Air Commodore Geoffrey Dalton Stephenson,  (19 January 1910 – 8 November 1954) was a senior Royal Air Force officer. He served as Commandant of the Central Flying School and Central Fighter Establishment, and Aide-de-Camp to the monarch.

Commanding a squadron during the Dunkirk evacuation in May 1940, Stephenson was shot down, crash-landed his Spitfire on the beach and was taken prisoner. Stephenson was killed in an air crash on 8 November 1954 while on a tour of the United States.

Background

The 44-year-old pilot had flown several thousand hours in fighter aircraft, both conventional and jet, during his 20-year RAF career. He had piloted virtually every type of British jet fighter including Meteors, Venoms, Hunters and Swifts, as well as USAF F-86s. He was considered one of the most experienced and capable fighter pilots in the RAF. Commodore Stephenson was married and father of three children.

Before the Second World War, Stephenson had been a member of the Royal Air Force aerobatic team. As squadron leader of 19 Squadron based at RAF Duxford, he was shot down on Sunday, 26 May 1940, in Spitfire Ia, N3200, coded 'QV', while covering the evacuation of the Dunkirk beaches during Operation Dynamo, crash-landing his fighter on the sands at the shoreline. According to the Imperial War Museum, Stephenson was captured on the beach in France shortly after crashing.

Multiple escape attempts led to his transfer to Oflag IV-C at Colditz Castle where he would participate in the creation of the never-flown Colditz Cock glider. Following the war, Stephenson served as the personal pilot for King George VI.

Remarkably, Spitfire N3200 was rediscovered and salvaged from the beach in 1986, and restored to flight in March 2014, with the markings worn when it was downed.

Fatal crash
Air Commodore Stephenson headed a six-man team from the central fighter establishment, RAF, whose headquarters are at RAF West Raynham near Fakenham, Norfolk. They were at Eglin Air Force Base, Florida, home of the Air Proving Ground Center, on an exchange tour.

On 8 November 1954, Air Commodore Stephenson was flying a USAF F-100A-10-NA Super Sabre, 53-1534, near Auxiliary Field 2 of Eglin Air Force Base, Florida. He was flying at  as he joined formation with another F-100, flown by Capt. Lonnie R. Moore, jet ace of the Korean campaign, when his fighter dropped into a steep spiral, impacting at ~14:14 in a pine forest on the Eglin Reservation, one mile NE of the runway of Pierce Field, Auxiliary Fld. 2.

_Problem description_
According to the biography of Geoffrey Dalton Stephenson, where was he transferred after multiple escape attempts?

_Dataset rows_

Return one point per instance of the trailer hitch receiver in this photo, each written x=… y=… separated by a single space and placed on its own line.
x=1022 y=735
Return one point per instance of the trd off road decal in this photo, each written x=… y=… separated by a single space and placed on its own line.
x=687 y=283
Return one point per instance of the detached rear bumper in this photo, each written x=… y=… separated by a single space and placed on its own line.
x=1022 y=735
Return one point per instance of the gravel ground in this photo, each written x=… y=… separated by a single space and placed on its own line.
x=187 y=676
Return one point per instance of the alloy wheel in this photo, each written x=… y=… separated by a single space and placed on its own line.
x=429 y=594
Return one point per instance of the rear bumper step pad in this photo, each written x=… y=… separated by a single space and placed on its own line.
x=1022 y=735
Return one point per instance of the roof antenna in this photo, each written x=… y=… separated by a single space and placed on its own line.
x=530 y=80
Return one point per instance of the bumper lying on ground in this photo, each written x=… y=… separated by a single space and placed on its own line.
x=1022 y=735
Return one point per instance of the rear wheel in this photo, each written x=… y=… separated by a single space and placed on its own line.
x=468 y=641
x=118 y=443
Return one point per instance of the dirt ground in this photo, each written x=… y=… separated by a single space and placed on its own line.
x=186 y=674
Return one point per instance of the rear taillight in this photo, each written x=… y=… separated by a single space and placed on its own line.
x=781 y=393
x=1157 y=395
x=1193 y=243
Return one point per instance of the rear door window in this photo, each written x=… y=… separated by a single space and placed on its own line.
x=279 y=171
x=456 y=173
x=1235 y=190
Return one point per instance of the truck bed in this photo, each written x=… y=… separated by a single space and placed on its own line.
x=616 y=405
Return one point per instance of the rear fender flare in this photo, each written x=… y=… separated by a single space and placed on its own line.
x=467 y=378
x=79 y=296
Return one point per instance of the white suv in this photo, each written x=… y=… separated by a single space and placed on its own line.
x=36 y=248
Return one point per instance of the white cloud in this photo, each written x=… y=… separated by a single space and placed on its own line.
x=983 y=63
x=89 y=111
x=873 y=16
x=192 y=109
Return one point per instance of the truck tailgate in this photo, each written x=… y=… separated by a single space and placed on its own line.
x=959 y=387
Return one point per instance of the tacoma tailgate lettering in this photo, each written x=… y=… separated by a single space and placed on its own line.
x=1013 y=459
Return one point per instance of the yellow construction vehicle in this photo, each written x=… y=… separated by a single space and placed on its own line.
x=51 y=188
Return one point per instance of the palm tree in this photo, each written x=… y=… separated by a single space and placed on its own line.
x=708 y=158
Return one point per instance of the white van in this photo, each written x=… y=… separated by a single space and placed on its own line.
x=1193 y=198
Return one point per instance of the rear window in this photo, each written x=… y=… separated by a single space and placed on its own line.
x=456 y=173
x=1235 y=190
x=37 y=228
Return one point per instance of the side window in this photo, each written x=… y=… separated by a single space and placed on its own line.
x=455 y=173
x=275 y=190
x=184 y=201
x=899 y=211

_Solved problem_
Oflag IV-C at Colditz Castle.